→ Your instructions: Copy out every one of the following records word for word, leaving out the pictures.

→ Data provided:
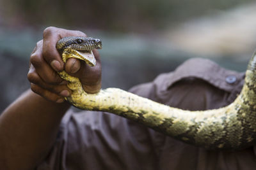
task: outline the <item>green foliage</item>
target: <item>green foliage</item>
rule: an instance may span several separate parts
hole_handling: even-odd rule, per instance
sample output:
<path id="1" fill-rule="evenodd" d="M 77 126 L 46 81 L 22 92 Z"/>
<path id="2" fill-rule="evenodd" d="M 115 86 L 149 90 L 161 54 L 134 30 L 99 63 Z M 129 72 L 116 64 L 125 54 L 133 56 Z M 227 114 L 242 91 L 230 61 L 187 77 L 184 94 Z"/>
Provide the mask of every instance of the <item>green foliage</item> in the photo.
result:
<path id="1" fill-rule="evenodd" d="M 147 31 L 253 0 L 3 0 L 6 24 Z M 3 8 L 4 7 L 4 8 Z M 16 19 L 13 19 L 16 18 Z M 19 22 L 18 22 L 19 23 Z M 13 25 L 13 23 L 11 23 Z"/>

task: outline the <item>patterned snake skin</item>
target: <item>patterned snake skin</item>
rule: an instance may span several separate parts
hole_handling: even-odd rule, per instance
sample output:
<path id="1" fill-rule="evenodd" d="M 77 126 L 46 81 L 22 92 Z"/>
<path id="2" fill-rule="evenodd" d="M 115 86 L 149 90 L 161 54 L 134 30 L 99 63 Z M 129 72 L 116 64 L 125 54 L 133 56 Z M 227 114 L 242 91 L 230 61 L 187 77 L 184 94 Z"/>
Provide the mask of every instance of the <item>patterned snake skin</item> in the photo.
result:
<path id="1" fill-rule="evenodd" d="M 100 49 L 99 39 L 68 37 L 56 48 L 63 60 L 75 57 L 93 66 L 96 64 L 91 50 Z M 81 50 L 88 50 L 87 55 Z M 70 81 L 73 90 L 67 97 L 82 110 L 103 111 L 140 122 L 179 140 L 208 149 L 237 150 L 256 142 L 256 55 L 250 60 L 241 94 L 230 105 L 217 110 L 190 111 L 172 108 L 121 89 L 108 88 L 97 94 L 87 94 L 78 78 L 65 71 L 59 73 Z"/>

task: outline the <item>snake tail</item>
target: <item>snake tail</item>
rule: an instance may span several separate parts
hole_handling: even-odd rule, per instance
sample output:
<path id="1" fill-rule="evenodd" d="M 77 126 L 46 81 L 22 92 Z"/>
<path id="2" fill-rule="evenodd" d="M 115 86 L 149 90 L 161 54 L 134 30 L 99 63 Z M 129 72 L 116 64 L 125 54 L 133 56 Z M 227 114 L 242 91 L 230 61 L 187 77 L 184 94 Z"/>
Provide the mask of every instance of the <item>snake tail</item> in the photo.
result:
<path id="1" fill-rule="evenodd" d="M 73 92 L 67 100 L 76 107 L 112 113 L 195 146 L 239 150 L 256 143 L 255 66 L 254 54 L 243 89 L 233 103 L 219 109 L 195 111 L 170 107 L 116 88 L 87 94 L 78 78 L 65 71 L 60 74 L 70 81 L 68 87 Z"/>

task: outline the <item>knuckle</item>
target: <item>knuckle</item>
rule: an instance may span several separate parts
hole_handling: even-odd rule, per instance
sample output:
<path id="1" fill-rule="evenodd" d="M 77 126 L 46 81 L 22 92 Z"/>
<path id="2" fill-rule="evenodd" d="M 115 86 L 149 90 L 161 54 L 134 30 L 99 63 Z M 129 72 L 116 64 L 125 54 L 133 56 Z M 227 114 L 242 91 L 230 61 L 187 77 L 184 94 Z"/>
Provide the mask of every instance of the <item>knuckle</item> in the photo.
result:
<path id="1" fill-rule="evenodd" d="M 52 72 L 52 73 L 47 77 L 45 81 L 50 84 L 58 84 L 62 81 L 62 79 L 57 74 L 56 72 Z"/>
<path id="2" fill-rule="evenodd" d="M 31 83 L 37 83 L 38 81 L 38 76 L 35 72 L 29 72 L 28 73 L 28 80 Z"/>
<path id="3" fill-rule="evenodd" d="M 43 36 L 46 37 L 51 35 L 54 30 L 56 29 L 56 27 L 48 27 L 44 30 Z"/>
<path id="4" fill-rule="evenodd" d="M 30 62 L 34 66 L 40 66 L 42 63 L 42 59 L 41 55 L 37 53 L 33 53 L 30 56 Z"/>
<path id="5" fill-rule="evenodd" d="M 34 83 L 30 83 L 30 88 L 31 89 L 31 90 L 38 94 L 41 94 L 41 92 L 40 90 L 40 87 L 36 85 L 36 84 Z"/>

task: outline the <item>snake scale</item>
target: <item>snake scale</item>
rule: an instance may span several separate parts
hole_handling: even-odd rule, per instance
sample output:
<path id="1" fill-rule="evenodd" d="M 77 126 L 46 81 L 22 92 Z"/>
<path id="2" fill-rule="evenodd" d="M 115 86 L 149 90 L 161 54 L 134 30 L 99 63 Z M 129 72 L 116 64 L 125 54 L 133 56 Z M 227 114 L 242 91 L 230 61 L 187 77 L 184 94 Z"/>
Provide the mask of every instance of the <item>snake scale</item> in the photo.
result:
<path id="1" fill-rule="evenodd" d="M 67 37 L 56 48 L 64 62 L 75 57 L 96 64 L 92 50 L 100 49 L 100 39 Z M 85 53 L 84 53 L 85 52 Z M 119 89 L 87 94 L 79 79 L 60 72 L 72 90 L 66 99 L 82 110 L 103 111 L 140 122 L 166 135 L 207 149 L 237 150 L 256 143 L 256 55 L 249 62 L 241 94 L 227 106 L 190 111 L 172 108 Z"/>

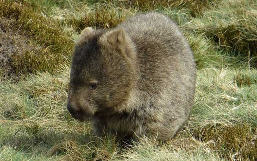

→ Task response:
task: outline the <item>green foliage</item>
target: <item>green foliage</item>
rule: an instance may span several separate parts
hole_handling: even-odd rule, per instance
sample output:
<path id="1" fill-rule="evenodd" d="M 77 126 L 46 81 L 22 92 Z"/>
<path id="2" fill-rule="evenodd" d="M 115 86 L 149 90 L 161 54 L 134 30 L 99 63 Z M 129 72 L 116 64 L 125 54 L 133 56 Z M 227 114 L 242 91 L 230 61 L 187 77 L 184 94 Z"/>
Provide the mask of every instance of the <item>green foliage</item> in the photo.
result:
<path id="1" fill-rule="evenodd" d="M 147 31 L 253 0 L 3 0 L 6 24 Z M 3 8 L 4 7 L 4 8 Z M 16 19 L 13 19 L 16 18 Z M 19 22 L 18 22 L 19 23 Z M 13 25 L 13 23 L 11 23 Z"/>

task: outline the <item>patterned snake skin</item>
target: <item>patterned snake skin</item>
rule: an instance may span several separate parts
hole_handling: even-odd rule, per instance
sample output:
<path id="1" fill-rule="evenodd" d="M 77 126 L 46 81 L 22 92 Z"/>
<path id="2" fill-rule="evenodd" d="M 115 86 L 149 90 L 161 54 L 134 30 L 99 63 Z M 129 72 L 116 64 L 125 54 L 133 56 Z M 227 114 L 242 91 L 230 61 L 187 77 L 184 94 Z"/>
Provide the mask of every instance of the <item>patterned snake skin</item> in the photo.
result:
<path id="1" fill-rule="evenodd" d="M 100 49 L 99 39 L 68 37 L 56 48 L 63 60 L 75 57 L 93 66 L 96 64 L 91 50 Z M 81 50 L 88 50 L 87 55 Z M 70 81 L 73 90 L 67 97 L 82 110 L 103 111 L 140 122 L 179 140 L 208 149 L 237 150 L 256 142 L 256 55 L 250 60 L 241 94 L 230 105 L 217 110 L 190 111 L 172 108 L 121 89 L 108 88 L 97 94 L 87 94 L 78 78 L 65 71 L 59 73 Z"/>

task: outline the <item>snake tail</item>
target: <item>snake tail</item>
rule: an instance may span several separate parts
hole_handling: even-odd rule, per instance
sample output:
<path id="1" fill-rule="evenodd" d="M 77 126 L 46 81 L 22 92 Z"/>
<path id="2" fill-rule="evenodd" d="M 115 86 L 149 90 L 161 54 L 134 30 L 99 63 Z M 129 72 L 116 64 L 125 54 L 133 56 Z M 227 114 L 242 91 L 230 61 L 187 77 L 184 94 Z"/>
Provide the mask of every instance of the <item>snake tail</item> in the photo.
result:
<path id="1" fill-rule="evenodd" d="M 73 92 L 67 100 L 76 107 L 112 113 L 195 146 L 239 150 L 256 143 L 255 66 L 254 54 L 243 89 L 233 103 L 219 109 L 195 111 L 170 107 L 116 88 L 87 94 L 78 78 L 65 71 L 60 74 L 70 81 L 68 87 Z"/>

task: outline the <item>knuckle</item>
target: <item>knuckle</item>
rule: an instance may span several separate parts
hole_handling: even-odd rule, per instance
sample output:
<path id="1" fill-rule="evenodd" d="M 77 126 L 46 81 L 22 92 Z"/>
<path id="2" fill-rule="evenodd" d="M 115 86 L 149 90 L 161 54 L 134 30 L 99 63 Z M 129 72 L 116 64 L 125 54 L 133 56 Z M 227 114 L 242 91 L 230 61 L 187 77 L 184 94 Z"/>
Provide the mask of every instance of the <item>knuckle</item> in the photo.
result:
<path id="1" fill-rule="evenodd" d="M 52 72 L 52 73 L 47 77 L 45 81 L 50 84 L 58 84 L 62 81 L 62 79 L 57 74 L 56 72 Z"/>
<path id="2" fill-rule="evenodd" d="M 31 83 L 37 83 L 38 81 L 38 76 L 35 72 L 29 72 L 28 73 L 28 80 Z"/>
<path id="3" fill-rule="evenodd" d="M 43 36 L 46 37 L 51 35 L 54 30 L 56 29 L 56 27 L 48 27 L 44 30 Z"/>
<path id="4" fill-rule="evenodd" d="M 30 62 L 34 66 L 40 66 L 42 63 L 42 59 L 41 55 L 37 53 L 33 53 L 30 56 Z"/>
<path id="5" fill-rule="evenodd" d="M 34 83 L 30 83 L 30 88 L 31 89 L 31 90 L 38 94 L 41 94 L 41 92 L 40 90 L 40 87 L 36 85 L 36 84 Z"/>

task: outline the <item>snake scale</item>
target: <item>snake scale</item>
rule: an instance may span several separate parts
hole_handling: even-odd rule, per instance
sample output:
<path id="1" fill-rule="evenodd" d="M 77 126 L 46 81 L 22 92 Z"/>
<path id="2" fill-rule="evenodd" d="M 115 86 L 149 90 L 161 54 L 134 30 L 99 63 Z M 129 72 L 116 64 L 125 54 L 133 56 Z M 227 114 L 242 91 L 230 61 L 187 77 L 184 94 Z"/>
Provide the mask of every instance of the <item>snake scale</item> in the photo.
result:
<path id="1" fill-rule="evenodd" d="M 67 37 L 56 48 L 64 62 L 75 57 L 96 64 L 92 50 L 100 49 L 100 39 Z M 85 53 L 84 53 L 85 52 Z M 119 89 L 87 94 L 79 79 L 60 72 L 72 90 L 66 99 L 82 110 L 103 111 L 140 122 L 166 135 L 207 149 L 237 150 L 256 143 L 256 55 L 249 62 L 241 94 L 227 106 L 190 111 L 172 108 Z"/>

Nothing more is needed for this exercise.